• _O QUE FAZER_
Escreva a continuação da entrevista sobre o projeto Mova-se, começando logo depois da última frase do trecho apresentado.

• _TRECHO APRESENTADO_
O que já foi desenvolvido?

Foram muitas ações. O Mova-se nas escolas, que é o trabalho de conscientização de crianças para a importância de respeitar as diferenças e despertar neles a empatia. Foram mais de 10 escolas visitadas e cinco cursos universitários: Direito, Medicina, Psicologia, Arquitetura e Engenharia. Acreditamos que cada um dentro da sua profissão pode fazer a sua parte para mudar essa realidade. Outra iniciativa foi o Mova-se para a vida, que oferece ajuda psicológica para integrantes do projeto; o Multa moral, com objetivo de conscientizar os motoristas do mal que fazem quando não respeitam as vagas de idosos e de deficientes. Também promovemos três edições de caminhadas diagnosticadas para detectar os pontos a serem melhorados com ajuda de uma arquiteta voluntária. Criamos o nosso site (www.projetomovase.org.br), estivemos três vezes na Câmara de Vereadores e uma vez na prefeitura e realizamos palestras e eventos com o objetivo de tirar as pessoas com deficiência de casa, onde vivem numa espécie de prisão, e trazê-las para o convívio social e para o lazer. Na área cultural, realizamos um espetáculo de dança inclusiva, onde tiveram como convidados 10 alunos da Apae de Cachoeiro com deficiência intelectual, cinco com Síndrome de Down, três cadeirantes, idosos e eu dançando com a minha filha no andador.

O vídeo da dança com a sua filha viralizou nas redes sociais. Como foi a experiência?

Foi um momento mágico. Luísa dança com o professor Jeremias Schaydegger desde os 7 anos e ele sempre teve olhar inclusivo. Quando ela fez uma cirurgia no quadril, ficou sem dançar por três anos e teve que usar o andador, não conseguiu mais andar sozinha. Um dia eu tive esse desejo de dançar com ela e chamei o professor para fazer o espetáculo de dança inclusiva e foi realmente emociante, a realização de um sonho. Quem assistiu falou que ficou emocionado.

• _MATERIAL FORNECIDO_
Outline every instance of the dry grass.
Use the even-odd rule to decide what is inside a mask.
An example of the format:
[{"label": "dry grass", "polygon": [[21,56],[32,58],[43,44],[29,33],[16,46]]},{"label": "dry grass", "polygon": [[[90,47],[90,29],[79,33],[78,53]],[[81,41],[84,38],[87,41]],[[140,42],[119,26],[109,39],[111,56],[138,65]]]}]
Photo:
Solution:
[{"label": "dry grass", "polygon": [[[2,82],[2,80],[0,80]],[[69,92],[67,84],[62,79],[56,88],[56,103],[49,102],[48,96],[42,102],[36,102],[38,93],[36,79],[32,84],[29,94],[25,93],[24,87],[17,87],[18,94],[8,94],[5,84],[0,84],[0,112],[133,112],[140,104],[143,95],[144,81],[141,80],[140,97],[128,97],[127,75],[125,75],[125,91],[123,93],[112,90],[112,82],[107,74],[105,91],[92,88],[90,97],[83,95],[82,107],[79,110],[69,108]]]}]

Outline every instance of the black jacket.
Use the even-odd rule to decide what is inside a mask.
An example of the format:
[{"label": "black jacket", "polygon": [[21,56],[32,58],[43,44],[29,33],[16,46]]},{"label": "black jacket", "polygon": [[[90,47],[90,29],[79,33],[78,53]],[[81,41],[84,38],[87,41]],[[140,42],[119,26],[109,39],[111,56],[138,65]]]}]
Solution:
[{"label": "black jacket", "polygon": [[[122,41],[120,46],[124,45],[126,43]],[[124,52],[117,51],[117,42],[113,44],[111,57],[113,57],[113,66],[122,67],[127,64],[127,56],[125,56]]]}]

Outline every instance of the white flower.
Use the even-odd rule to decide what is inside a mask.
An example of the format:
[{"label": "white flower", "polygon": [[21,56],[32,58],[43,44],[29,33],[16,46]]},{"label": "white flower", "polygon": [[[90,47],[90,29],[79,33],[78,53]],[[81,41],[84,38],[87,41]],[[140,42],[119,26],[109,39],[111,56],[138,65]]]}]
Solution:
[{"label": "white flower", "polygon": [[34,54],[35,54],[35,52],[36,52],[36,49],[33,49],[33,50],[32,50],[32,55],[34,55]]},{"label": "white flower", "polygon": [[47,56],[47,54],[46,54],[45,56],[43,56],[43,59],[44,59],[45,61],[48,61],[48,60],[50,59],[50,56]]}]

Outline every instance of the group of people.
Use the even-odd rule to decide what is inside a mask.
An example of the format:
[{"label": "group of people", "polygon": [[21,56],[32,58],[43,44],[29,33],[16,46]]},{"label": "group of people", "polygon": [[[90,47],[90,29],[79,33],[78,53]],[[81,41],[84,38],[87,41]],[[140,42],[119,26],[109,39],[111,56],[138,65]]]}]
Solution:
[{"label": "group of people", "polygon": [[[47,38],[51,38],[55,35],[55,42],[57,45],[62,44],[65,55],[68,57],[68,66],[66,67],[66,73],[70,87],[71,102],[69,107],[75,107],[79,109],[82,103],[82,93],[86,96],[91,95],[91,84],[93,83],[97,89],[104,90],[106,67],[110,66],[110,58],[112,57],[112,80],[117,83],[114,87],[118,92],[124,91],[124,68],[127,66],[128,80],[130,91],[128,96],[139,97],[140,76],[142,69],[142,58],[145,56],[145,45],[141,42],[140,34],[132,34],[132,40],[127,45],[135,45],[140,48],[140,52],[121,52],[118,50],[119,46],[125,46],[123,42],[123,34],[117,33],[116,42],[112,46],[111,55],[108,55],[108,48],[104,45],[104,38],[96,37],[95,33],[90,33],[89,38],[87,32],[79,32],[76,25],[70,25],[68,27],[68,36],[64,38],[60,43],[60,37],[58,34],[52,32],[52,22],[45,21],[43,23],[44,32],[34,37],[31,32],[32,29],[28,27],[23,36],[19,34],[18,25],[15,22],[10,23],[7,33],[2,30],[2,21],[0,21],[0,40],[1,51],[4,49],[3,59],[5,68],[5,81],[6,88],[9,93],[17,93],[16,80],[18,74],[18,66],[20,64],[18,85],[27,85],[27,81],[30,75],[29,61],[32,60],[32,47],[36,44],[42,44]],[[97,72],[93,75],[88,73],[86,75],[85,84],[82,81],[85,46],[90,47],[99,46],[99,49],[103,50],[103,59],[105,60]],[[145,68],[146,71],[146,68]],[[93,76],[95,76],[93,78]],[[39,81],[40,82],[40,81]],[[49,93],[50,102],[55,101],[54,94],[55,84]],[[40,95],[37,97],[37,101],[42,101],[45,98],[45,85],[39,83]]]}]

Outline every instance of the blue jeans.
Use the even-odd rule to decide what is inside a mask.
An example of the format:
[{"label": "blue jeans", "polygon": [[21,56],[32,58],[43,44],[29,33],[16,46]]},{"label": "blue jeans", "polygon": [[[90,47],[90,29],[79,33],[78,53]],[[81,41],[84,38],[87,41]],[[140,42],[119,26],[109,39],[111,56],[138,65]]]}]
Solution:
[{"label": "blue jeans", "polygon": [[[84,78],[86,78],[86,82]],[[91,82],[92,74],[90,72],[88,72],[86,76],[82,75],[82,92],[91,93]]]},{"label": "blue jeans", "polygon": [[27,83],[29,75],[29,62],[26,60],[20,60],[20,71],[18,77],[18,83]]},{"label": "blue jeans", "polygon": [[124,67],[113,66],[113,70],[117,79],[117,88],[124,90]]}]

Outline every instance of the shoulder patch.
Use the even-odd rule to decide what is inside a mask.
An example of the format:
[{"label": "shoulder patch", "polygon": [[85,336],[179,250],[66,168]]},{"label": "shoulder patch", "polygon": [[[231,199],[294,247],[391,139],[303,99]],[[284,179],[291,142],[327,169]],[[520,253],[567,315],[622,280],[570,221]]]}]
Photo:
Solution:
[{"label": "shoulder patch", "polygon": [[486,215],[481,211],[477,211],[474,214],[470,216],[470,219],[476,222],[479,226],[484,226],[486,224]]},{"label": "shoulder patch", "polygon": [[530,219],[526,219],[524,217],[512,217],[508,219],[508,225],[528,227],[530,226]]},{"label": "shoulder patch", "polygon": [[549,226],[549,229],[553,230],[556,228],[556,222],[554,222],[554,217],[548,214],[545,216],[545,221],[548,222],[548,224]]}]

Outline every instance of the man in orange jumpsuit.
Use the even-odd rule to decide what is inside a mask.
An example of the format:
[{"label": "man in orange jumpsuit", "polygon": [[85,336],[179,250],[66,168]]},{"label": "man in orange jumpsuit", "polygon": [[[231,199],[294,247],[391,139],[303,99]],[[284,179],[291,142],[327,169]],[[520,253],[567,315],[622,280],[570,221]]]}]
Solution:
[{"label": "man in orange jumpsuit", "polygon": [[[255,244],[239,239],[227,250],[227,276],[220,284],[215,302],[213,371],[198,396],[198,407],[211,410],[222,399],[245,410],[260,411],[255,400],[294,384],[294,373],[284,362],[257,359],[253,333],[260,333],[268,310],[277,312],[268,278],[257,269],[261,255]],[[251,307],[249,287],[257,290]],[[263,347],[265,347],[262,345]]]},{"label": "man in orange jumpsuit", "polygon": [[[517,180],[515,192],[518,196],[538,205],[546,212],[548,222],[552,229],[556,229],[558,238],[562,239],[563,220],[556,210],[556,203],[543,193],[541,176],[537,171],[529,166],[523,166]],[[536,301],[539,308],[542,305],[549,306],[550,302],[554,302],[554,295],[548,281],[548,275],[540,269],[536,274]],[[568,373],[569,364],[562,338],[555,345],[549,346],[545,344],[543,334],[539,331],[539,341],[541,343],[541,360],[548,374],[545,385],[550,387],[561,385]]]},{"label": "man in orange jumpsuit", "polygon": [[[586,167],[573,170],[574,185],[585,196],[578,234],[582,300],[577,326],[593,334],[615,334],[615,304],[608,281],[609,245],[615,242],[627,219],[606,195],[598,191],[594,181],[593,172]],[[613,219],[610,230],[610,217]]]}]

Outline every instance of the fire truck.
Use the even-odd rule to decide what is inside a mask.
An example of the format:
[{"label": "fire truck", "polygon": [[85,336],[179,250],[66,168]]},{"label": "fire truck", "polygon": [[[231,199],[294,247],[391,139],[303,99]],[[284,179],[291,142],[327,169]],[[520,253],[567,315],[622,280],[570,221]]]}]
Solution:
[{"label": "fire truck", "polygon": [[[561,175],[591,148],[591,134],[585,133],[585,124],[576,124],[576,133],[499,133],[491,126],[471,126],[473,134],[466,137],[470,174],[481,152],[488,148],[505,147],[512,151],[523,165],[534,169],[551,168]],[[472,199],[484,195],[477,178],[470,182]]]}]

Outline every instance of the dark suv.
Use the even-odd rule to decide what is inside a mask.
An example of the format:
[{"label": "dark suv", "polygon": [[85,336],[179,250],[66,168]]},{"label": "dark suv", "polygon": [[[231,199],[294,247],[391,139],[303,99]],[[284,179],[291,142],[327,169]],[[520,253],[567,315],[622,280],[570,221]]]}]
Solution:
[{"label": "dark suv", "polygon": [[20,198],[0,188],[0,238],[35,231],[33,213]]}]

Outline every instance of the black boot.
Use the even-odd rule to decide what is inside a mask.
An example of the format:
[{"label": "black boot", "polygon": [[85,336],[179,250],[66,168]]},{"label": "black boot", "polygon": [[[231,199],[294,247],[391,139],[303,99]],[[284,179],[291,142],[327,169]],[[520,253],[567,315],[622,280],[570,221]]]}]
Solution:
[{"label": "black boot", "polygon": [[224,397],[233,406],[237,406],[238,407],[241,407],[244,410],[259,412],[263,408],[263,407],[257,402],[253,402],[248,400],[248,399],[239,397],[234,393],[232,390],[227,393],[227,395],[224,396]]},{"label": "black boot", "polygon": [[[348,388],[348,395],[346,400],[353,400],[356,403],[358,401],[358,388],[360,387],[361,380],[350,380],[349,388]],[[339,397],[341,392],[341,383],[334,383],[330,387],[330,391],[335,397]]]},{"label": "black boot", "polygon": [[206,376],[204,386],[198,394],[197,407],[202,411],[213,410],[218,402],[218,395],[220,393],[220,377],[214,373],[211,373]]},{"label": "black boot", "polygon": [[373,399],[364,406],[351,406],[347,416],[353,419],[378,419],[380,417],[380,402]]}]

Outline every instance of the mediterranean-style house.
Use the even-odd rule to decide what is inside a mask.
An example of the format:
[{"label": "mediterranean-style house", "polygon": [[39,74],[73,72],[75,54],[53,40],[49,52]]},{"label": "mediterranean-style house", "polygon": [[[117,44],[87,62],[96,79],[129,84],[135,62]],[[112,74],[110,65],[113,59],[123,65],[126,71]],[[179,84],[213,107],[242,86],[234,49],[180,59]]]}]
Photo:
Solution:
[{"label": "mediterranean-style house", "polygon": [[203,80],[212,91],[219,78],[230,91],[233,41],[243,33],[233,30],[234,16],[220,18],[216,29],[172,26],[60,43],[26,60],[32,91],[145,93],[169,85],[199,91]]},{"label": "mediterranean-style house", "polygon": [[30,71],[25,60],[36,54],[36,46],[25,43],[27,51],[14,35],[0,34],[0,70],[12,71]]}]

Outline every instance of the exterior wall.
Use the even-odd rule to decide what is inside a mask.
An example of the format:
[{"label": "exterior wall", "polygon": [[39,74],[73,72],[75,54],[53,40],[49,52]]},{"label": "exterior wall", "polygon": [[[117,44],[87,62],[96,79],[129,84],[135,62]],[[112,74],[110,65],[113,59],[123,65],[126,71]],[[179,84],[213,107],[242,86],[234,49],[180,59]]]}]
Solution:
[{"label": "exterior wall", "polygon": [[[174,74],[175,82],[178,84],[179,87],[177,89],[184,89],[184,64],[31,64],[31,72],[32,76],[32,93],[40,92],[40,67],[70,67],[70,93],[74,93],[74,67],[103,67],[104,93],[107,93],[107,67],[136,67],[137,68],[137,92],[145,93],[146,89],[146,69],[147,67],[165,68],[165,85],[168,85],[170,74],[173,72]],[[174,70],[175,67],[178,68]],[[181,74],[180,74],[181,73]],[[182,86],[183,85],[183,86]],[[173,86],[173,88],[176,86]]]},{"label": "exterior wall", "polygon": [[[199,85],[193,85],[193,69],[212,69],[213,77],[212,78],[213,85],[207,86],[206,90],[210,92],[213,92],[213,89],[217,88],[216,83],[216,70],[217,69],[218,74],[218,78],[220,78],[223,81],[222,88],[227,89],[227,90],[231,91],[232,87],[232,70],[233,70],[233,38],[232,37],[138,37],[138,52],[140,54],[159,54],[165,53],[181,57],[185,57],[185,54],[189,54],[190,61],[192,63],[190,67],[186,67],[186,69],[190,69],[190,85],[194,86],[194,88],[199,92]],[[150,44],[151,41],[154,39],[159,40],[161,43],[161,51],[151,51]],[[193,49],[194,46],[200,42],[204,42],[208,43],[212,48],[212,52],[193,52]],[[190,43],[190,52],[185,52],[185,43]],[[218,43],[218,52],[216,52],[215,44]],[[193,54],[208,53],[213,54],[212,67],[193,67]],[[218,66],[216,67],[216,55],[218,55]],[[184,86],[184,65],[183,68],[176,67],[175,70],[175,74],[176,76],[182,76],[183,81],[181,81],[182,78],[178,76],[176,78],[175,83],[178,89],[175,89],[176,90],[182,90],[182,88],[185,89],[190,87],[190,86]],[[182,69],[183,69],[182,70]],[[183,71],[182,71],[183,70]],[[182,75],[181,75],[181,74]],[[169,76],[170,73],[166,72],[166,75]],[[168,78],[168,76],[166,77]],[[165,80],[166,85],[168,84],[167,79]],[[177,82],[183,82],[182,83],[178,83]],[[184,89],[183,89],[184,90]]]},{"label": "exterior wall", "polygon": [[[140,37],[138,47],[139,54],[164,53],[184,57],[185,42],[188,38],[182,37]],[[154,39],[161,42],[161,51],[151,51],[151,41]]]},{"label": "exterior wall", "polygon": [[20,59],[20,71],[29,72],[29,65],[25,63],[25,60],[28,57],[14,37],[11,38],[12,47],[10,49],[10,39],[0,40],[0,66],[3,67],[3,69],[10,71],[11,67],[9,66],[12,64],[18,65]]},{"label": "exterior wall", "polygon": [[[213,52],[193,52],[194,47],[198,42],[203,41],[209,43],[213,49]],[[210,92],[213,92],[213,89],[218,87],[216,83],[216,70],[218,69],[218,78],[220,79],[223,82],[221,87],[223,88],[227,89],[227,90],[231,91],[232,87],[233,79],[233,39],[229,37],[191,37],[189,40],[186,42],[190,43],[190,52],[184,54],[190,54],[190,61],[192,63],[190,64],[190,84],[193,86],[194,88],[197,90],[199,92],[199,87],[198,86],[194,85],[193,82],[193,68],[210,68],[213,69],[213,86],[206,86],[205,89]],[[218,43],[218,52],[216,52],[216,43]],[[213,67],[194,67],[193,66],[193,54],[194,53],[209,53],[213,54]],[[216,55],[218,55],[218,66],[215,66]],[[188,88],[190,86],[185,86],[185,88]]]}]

• _RESPOSTA_
Sente que está conseguindo atingir os objetivos do projeto?

Estou muito feliz. Trabalhamos muito, não foi fácil, mas contei com a ajuda de muita gente que nos recebeu e abraçou a causa. Comércios, lojas e restaurantes estão se adaptando, reformando banheiros, rampas e estamos recebendo muitas fotos agradecendo pelo projeto, dizendo que antes não pensavam dessa forma e que agora despertaram para esse lado. Estamos vendo modificações reais de lugares particulares. Só o setor público ainda não teve nenhum retorno na prática. Também recebemos relatos de crianças que falam com os pais sobre o que aprendeu na escola a partir do projeto. Sem contar a alegria das pessoas com deficiência em poder participar de danças, eventos e atividades que algumas nunca tiveram oportunidade de participar. Tivemos pessoas que estão superando depressão. Estamos conseguindo bastante coisa e, em 2020, se Deus quiser, vamos conseguir mais.

O que sonha como principal melhoria para os deficientes físicos?

Meu maior sonho é que todas as leis que existem sejam respeitadas. Não precisamos de mais leis, falta fiscalização. As pessoas não respeitam. Quando vamos falar do projeto, percebemos que muitos não param para pensar nas dificuldades do próximo. E depois do Mova-se, muitas pessoas abriram os olhos para o assunto. O objetivo principal é despertar empatia, fazer com que as pessoas se coloquem no lugar do próximo e entendam que ninguém está livre de sofrer um acidente, de envelhecer ou de ter uma doença degenerativa e ficar com alguma limitação física. Segundo o Censo do IBGE, um quarto da população tem algum tipo de deficiência.